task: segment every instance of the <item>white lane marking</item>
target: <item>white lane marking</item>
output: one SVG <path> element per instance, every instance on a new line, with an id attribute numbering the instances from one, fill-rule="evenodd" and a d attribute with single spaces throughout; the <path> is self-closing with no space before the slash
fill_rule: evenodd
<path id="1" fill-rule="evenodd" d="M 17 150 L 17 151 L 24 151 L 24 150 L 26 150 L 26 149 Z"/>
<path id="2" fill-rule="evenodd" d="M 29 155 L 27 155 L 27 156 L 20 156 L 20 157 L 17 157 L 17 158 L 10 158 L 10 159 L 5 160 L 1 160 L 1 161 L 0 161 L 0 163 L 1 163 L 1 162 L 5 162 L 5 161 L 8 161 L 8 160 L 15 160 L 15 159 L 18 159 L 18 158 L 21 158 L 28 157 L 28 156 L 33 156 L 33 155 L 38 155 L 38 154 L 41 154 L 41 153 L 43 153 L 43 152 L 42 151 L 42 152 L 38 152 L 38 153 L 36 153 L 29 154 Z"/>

◇ ◇ ◇ ◇ ◇

Copy each of the rows above line for line, without altering a single character.

task: segment every instance of the <item>white lane marking</item>
target: <item>white lane marking</item>
output: one SVG <path> element per instance, every instance on a new line, with an id attribute numbering the instances from one, fill-rule="evenodd" and a d attribute with single spaces throughout; the <path> is self-closing with no space before the slash
fill_rule: evenodd
<path id="1" fill-rule="evenodd" d="M 17 150 L 17 151 L 24 151 L 24 150 L 26 150 L 26 149 Z"/>
<path id="2" fill-rule="evenodd" d="M 29 155 L 27 155 L 27 156 L 20 156 L 20 157 L 17 157 L 17 158 L 10 158 L 10 159 L 5 160 L 1 160 L 1 161 L 0 161 L 0 163 L 1 163 L 1 162 L 5 162 L 5 161 L 8 161 L 8 160 L 15 160 L 15 159 L 18 159 L 18 158 L 21 158 L 28 157 L 28 156 L 33 156 L 33 155 L 38 155 L 38 154 L 41 154 L 41 153 L 43 153 L 43 152 L 42 151 L 42 152 L 38 152 L 38 153 L 36 153 L 29 154 Z"/>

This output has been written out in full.